Reading text >>

Hi Dietmar,
Thanks a lot for reviewing, please see below comments.
On Thu, Sep 17, 2015 at 06:09:43PM +0100, Dietmar Eggemann wrote:
On 07/09/15 06:50, Leo Yan wrote:
Hi all,
[...]
Also have enclosed these two patches for review.
Let's discuss these patches on LKML since you have sent out emails to LKML discussing these changes.
Yeah, will look into Morten's comments for related patches.
[...]
Software Environment
Kernel (4.2 + EAS RFCv5) + extra two patches [1]
ARM-TF [2]
Enable CPUIdle with PSCI
Enable CPUFreq with cpufreq-dt driver
Profiling scritps: calc_idle_diff.py [3]: calculate C-state's difference for different configurations calc_pstate_time.py [4]: calculate P-state's difference for different configurations calc_sched_preformance.py [5]: calculate scheduler performance
I saw that you saved an x86_64 idlestat binary on your github utility/profile_eas project.
I use x86_64 idlestat to compare the trace logs to get difference of idle's duty cycle. For example, i get the rt-app 6%'s trace log file for mainline and eas (ndm), then i will use below command on host PC to get their difference for CPU's idle duty cycle:
./idlestat --import -f eas_ndm_trace.log -b mainline_trace.log -r comparison >> idlestat_compare.txt
So finally can summary idle duty cycle's for different configuration.
I thought so far we have to run idlestat on the target so it can retrieve the target idle state names like WFI, C2 or M2?
Yes, i run idlestat on host with below commands:
./idlestat --trace -f ./result/mp3/trace.log -t 30 -p -c -w -o ./result/mp3/report.log -- ./rt-app ./doc/examples/mp3-long.json
./idlestat --trace -f ./result/rt-app-6/trace.log -t 30 -p -c -w -o ./result/rt-app-6/report.log -- ./rt-app ./doc/examples/rt-app-6.json
There is this energy model (EM) feature in idlestat (-e energy_model_file) which calculates energy consumption per trace file.
example on TC2:
# idlestat --trace -f trace.dat -t T -e energy_model_arm_tc2 Parsed energy model file successfully ... ClusterA Energy Caps 22027 (2.202654e+04) ClusterA Energy Idle 57 (5.740462e+01) ClusterA Energy Index 22084 (2.208395e+04) ClusterB Energy Caps 3236 (3.235515e+03) ClusterB Energy Idle 40 (4.041970e+01) ClusterB Energy Index 3276 (3.275935e+03)
Total Energy Index 25360 (2.535988e+04)
The current idlestat code has only this ARM TC2 specific EM file put it should be easy for you to create one for your Hikey board.

Contour labeling items

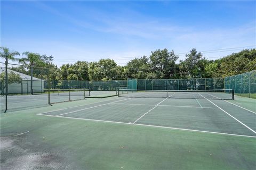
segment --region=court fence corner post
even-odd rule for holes
[[[5,110],[4,113],[7,111],[7,97],[8,96],[8,72],[7,67],[8,66],[8,60],[6,59],[5,61]]]
[[[48,104],[51,105],[51,101],[50,101],[50,86],[51,86],[51,83],[50,83],[50,74],[48,73]]]

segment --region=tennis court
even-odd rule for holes
[[[232,94],[222,92],[223,90],[221,92],[219,92],[219,90],[197,90],[196,94],[193,91],[169,91],[169,95],[166,95],[167,91],[160,90],[126,89],[119,94],[119,97],[123,97],[111,101],[38,115],[255,137],[255,111],[221,99],[233,99]]]
[[[7,110],[18,110],[29,108],[50,106],[54,103],[84,100],[88,98],[105,98],[116,96],[116,91],[91,91],[89,89],[51,90],[50,94],[46,91],[34,95],[13,94],[7,97]],[[1,95],[1,113],[5,112],[5,96]]]
[[[51,99],[69,98],[59,92]],[[255,168],[255,99],[228,90],[119,89],[118,95],[1,114],[2,167]],[[34,104],[47,101],[44,94],[25,96]],[[22,103],[18,98],[12,99],[16,105]]]

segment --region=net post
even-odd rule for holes
[[[28,95],[28,79],[27,79],[27,95]]]
[[[242,78],[243,76],[243,74],[241,74],[241,82],[240,84],[240,96],[242,96]]]
[[[33,94],[33,70],[34,67],[33,66],[30,68],[30,94]]]
[[[249,98],[251,98],[251,89],[250,89],[250,86],[251,86],[251,84],[250,84],[250,79],[251,79],[251,72],[249,72]]]
[[[51,105],[51,98],[50,97],[50,86],[51,86],[51,83],[50,83],[50,75],[49,75],[49,73],[48,73],[48,81],[47,81],[47,83],[48,83],[48,104],[49,105]]]
[[[71,95],[71,92],[70,92],[70,89],[69,89],[69,101],[71,101],[71,97],[71,97],[71,96],[70,96],[70,95]]]
[[[23,95],[23,82],[22,82],[22,79],[21,79],[21,95]]]
[[[206,90],[206,78],[204,78],[204,89]]]

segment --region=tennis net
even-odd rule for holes
[[[197,99],[234,99],[233,89],[197,90],[147,90],[118,89],[118,97],[170,98]]]

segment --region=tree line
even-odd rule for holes
[[[138,79],[220,78],[256,70],[256,49],[244,49],[215,60],[207,60],[193,48],[183,60],[179,60],[174,50],[157,49],[149,56],[135,57],[126,65],[118,65],[111,59],[98,62],[77,61],[58,67],[54,57],[25,52],[23,57],[17,52],[1,47],[1,58],[5,62],[17,61],[20,66],[9,64],[9,69],[39,79],[58,80],[111,80]],[[179,63],[177,62],[179,61]],[[1,75],[2,77],[3,75]]]

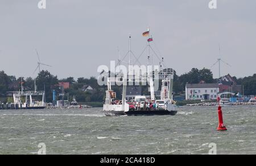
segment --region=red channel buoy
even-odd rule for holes
[[[218,126],[217,128],[218,131],[225,131],[227,130],[226,127],[223,122],[222,111],[221,110],[221,106],[220,105],[220,98],[218,97]]]

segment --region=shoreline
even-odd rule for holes
[[[194,106],[218,106],[218,103],[217,102],[205,102],[205,103],[198,103],[193,104],[187,104],[184,106],[187,107],[194,107]],[[230,105],[225,105],[230,106],[256,106],[256,103],[249,103],[249,102],[234,102]]]

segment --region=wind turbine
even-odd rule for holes
[[[40,73],[40,72],[41,72],[40,69],[41,69],[41,65],[44,65],[44,66],[47,66],[47,67],[51,67],[52,66],[50,66],[49,65],[47,65],[43,63],[41,63],[41,60],[40,60],[40,57],[39,57],[39,54],[38,53],[38,51],[36,50],[36,49],[35,49],[36,52],[36,55],[38,55],[38,67],[36,67],[36,68],[35,69],[35,71],[34,71],[33,74],[35,74],[35,72],[36,71],[36,70],[38,69],[38,73]],[[36,92],[36,77],[35,77],[35,93]]]
[[[220,44],[218,45],[218,48],[219,48],[220,57],[217,59],[217,61],[211,67],[211,68],[212,68],[216,64],[218,63],[218,78],[220,78],[221,77],[221,62],[225,64],[226,65],[228,65],[228,66],[229,66],[230,67],[231,67],[231,65],[230,64],[229,64],[228,63],[225,62],[224,61],[223,61],[221,59],[221,49],[220,49]]]
[[[43,64],[42,63],[41,63],[41,60],[40,60],[40,57],[39,57],[39,54],[38,53],[38,51],[36,49],[36,55],[38,55],[38,67],[36,67],[36,68],[35,69],[35,71],[34,72],[33,74],[35,73],[35,72],[36,71],[36,70],[38,69],[38,71],[39,71],[39,73],[41,72],[40,69],[41,69],[41,65],[44,65],[44,66],[47,66],[47,67],[52,67],[52,66],[50,66],[49,65],[47,65],[45,64]]]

Set task >> Update the idlestat thread between "I use x86_64" and "WFI, C2 or M2?", inclusive, writing "development workstation" wherever "host PC" appears.

Solution to this exercise >>
I use x86_64 idlestat to compare the trace logs to get difference of idle's duty cycle. For example, i get the rt-app 6%'s trace log file for mainline and eas (ndm), then i will use below command on development workstation to get their difference for CPU's idle duty cycle:
./idlestat --import -f eas_ndm_trace.log -b mainline_trace.log -r comparison >> idlestat_compare.txt
So finally can summary idle duty cycle's for different configuration.
I thought so far we have to run idlestat on the target so it can retrieve the target idle state names like WFI, C2 or M2?